▶ Исходный текст:
⁂

У людей моего поколения существует, что ли, “комплекс 37-го года”, складывающийся у всякого по-разному, но сугубо лично, будучи рожденным самой жизнью, биографией человека. Чаще всего он касается тех, кто непосредственно пострадал от 37-го года, лишившись родителей или родных, проведя тяжелое детство и т. д.

Моя семья принадлежит к числу тех редких семей (учитывая, что это была семья партийных работников, членов партии с революции), которая не пострадала от 37-го года. Никто — ни родственники, ни сама семья. Мое детство было лучезарным. Я имею право говорить об огромном, неистребимом зле 37-го года без какой бы то ни было собственной, частной обиды и считаю, что подобное свидетельство также очень важно.

Я жила в доме ЦК близ Арбата. Каждую ночь на квартирах нашего дома появлялись новые пломбы. У нас, детей, вошло в привычку утром, выходя в школу, обегать свой подъезд, смотреть, где прибавилась пломба, и сообщать друг другу. Мы бегали и смотрели на эти запломбированные квартиры без тени тревоги, сомнения, не говоря о других чувствах. Мы были глубоко аморальны, вот что. Однажды я увидела пломбу на двери квартиры над нами. Там жил один работник ИМЭЛа, друг моего отца, прекрасный и добрый человек. У него была дочь, моя ровесница, и маленький сын. Я бежала в школу вприпрыжку от радости и выпалила подруге, что на 17-й квартире пломба и мы спасены. Дело в том, что мы сдали в букинистический книгу “Кола Брюньон”, принадлежавшую этому соседу, моя мама уже несколько раз спрашивала, не брала ли я ее, и мы дрожали, боясь разоблачения. Деньги проели на мороженое. Можно ли забыть такое?

⁂

▶ Задания:
(1) Близ чего находился дом ЦК, о котором говорится в исходном тексте?
(2) Приведите отрывок исходного текста, начав с того места, где стоят слова «Моя семья принадлежит», и закончив после слов «также очень важно.». В этом отрывке замените «лучезарным» на «счастливым».

⁂

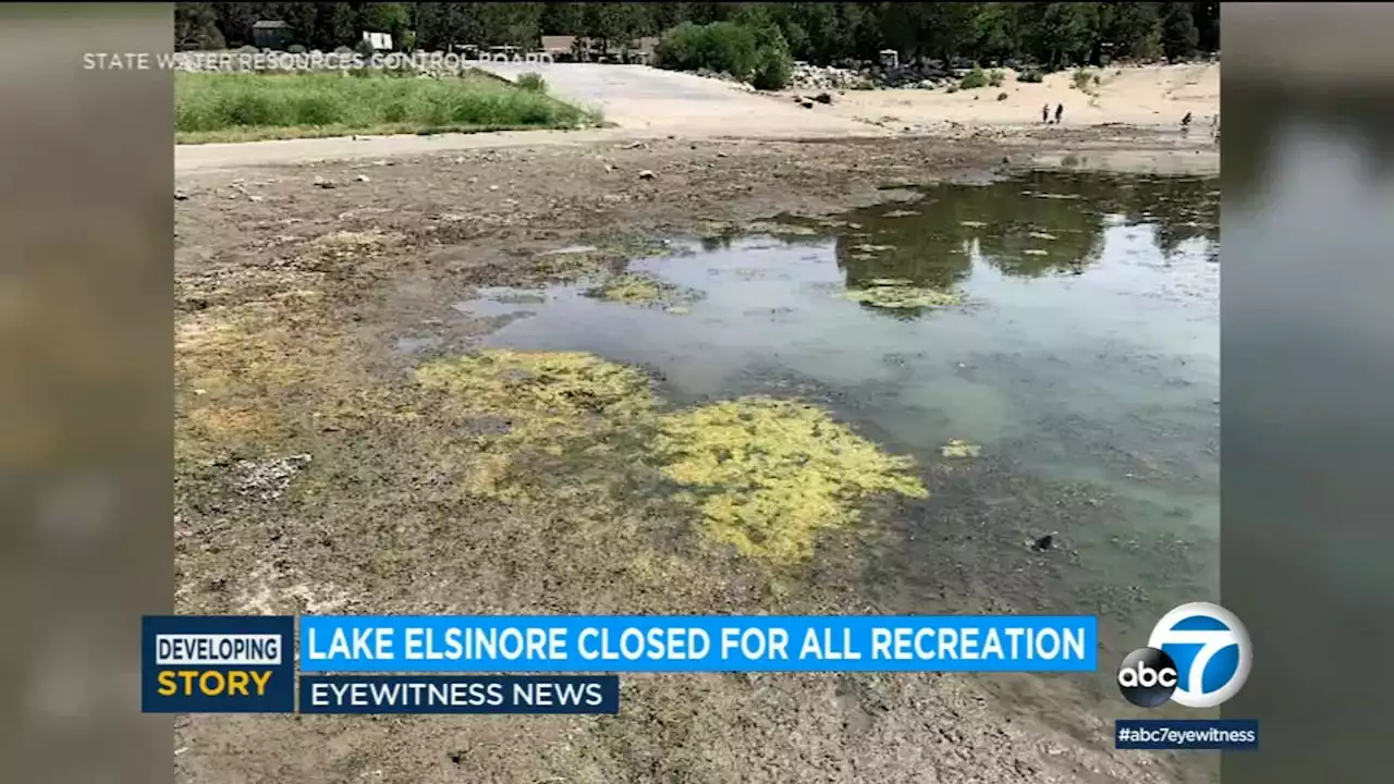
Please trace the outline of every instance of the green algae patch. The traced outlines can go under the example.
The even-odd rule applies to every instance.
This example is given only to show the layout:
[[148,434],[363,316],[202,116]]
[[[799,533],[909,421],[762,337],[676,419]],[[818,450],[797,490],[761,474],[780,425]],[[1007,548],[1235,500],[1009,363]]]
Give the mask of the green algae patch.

⁂

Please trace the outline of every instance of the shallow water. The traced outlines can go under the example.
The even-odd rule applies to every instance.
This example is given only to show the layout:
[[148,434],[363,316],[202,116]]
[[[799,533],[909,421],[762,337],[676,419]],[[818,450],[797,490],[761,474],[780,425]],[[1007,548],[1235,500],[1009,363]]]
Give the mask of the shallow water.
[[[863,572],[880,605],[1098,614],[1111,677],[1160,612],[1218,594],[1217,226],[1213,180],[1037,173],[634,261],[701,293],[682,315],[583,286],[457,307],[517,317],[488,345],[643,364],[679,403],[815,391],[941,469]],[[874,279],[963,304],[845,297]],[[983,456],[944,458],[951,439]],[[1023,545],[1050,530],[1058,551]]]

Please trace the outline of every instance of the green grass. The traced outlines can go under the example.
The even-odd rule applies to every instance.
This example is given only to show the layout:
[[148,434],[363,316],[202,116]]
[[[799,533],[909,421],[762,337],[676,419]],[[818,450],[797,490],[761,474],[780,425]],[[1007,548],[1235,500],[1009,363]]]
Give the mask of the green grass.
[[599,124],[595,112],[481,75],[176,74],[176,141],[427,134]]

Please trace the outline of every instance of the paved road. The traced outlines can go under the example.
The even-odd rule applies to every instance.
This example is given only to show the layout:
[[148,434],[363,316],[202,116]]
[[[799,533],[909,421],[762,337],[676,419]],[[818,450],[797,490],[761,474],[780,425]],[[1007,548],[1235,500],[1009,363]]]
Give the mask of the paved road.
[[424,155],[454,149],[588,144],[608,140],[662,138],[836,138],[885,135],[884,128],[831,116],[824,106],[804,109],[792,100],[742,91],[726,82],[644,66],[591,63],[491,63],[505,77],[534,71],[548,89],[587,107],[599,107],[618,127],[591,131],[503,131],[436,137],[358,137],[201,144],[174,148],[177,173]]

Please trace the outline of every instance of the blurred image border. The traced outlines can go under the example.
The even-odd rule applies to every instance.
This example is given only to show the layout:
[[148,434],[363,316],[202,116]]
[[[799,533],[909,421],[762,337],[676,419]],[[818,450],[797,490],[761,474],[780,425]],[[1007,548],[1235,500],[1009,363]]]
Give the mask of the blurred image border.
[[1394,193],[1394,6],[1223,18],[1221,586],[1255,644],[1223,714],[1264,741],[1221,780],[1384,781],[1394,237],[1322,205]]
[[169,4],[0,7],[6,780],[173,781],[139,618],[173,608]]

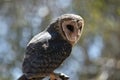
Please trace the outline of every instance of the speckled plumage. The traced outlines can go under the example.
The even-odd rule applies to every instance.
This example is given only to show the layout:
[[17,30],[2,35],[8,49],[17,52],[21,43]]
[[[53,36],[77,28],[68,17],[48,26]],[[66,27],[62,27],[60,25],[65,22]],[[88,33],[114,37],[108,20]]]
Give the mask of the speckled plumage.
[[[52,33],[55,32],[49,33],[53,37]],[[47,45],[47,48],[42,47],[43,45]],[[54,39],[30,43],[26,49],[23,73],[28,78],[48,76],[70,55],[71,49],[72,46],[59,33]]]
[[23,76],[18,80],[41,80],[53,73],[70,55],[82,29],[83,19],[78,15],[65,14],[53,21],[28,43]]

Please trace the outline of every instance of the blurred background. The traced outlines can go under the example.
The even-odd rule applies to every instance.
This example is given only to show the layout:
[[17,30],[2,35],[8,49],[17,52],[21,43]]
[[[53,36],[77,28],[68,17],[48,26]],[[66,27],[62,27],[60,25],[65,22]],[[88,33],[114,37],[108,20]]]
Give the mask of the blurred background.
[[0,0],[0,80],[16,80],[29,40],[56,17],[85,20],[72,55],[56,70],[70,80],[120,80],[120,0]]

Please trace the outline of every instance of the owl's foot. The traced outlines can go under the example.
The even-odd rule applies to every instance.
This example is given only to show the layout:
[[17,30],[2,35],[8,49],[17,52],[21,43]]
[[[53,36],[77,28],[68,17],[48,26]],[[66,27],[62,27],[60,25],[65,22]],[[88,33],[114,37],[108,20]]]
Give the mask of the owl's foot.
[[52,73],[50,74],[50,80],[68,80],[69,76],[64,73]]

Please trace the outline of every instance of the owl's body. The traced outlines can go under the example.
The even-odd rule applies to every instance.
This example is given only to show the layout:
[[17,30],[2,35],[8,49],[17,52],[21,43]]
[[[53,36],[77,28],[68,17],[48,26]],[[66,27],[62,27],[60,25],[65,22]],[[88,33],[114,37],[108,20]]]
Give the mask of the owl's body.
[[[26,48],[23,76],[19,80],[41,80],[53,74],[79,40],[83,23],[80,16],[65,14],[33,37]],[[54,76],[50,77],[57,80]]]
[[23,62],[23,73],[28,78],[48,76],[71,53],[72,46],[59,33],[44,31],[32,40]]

⁂

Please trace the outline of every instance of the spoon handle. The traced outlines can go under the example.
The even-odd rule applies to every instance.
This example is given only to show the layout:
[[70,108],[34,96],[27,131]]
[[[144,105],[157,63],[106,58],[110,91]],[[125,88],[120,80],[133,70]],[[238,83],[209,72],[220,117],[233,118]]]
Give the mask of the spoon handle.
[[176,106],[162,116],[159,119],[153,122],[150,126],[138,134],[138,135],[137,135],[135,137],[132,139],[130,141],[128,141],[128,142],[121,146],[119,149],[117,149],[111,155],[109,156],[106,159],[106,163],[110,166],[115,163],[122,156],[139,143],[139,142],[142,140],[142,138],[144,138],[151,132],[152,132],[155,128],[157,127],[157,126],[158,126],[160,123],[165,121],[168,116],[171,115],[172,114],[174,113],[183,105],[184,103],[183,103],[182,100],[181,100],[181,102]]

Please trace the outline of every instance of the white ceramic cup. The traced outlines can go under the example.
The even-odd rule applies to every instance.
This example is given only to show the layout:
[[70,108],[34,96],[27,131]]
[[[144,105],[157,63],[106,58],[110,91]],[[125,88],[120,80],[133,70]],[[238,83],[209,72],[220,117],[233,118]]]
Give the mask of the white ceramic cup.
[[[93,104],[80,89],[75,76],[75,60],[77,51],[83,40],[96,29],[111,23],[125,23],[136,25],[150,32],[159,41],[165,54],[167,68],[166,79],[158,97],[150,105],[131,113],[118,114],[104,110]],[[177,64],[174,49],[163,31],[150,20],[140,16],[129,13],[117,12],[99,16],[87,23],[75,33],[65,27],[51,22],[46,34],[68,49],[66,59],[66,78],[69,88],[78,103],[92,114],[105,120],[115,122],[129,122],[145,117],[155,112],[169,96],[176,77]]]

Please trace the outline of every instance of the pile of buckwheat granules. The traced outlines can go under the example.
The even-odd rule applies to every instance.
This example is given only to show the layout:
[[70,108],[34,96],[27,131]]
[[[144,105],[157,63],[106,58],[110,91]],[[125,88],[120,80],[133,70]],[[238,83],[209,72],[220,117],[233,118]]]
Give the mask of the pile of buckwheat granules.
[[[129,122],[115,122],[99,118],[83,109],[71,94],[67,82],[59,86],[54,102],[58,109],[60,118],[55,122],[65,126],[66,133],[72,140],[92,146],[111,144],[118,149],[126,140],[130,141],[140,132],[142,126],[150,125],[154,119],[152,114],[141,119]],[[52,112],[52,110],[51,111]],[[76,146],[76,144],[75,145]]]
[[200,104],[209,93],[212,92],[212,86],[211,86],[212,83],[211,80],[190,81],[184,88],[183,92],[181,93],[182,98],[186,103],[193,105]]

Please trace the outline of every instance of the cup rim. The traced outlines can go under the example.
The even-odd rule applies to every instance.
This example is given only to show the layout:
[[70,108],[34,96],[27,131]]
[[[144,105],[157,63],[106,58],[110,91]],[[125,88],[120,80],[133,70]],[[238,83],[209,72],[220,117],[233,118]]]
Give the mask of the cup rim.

⁂

▶ Правильные ответы:
(1) Близ Арбата.

(2)
Моя семья принадлежит к числу тех редких семей (учитывая, что это была семья партийных работников, членов партии с революции), которая не пострадала от 37-го года. Никто — ни родственники, ни сама семья. Мое детство было счастливым. Я имею право говорить об огромном, неистребимом зле 37-го года без какой бы то ни было собственной, частной обиды и считаю, что подобное свидетельство также очень важно.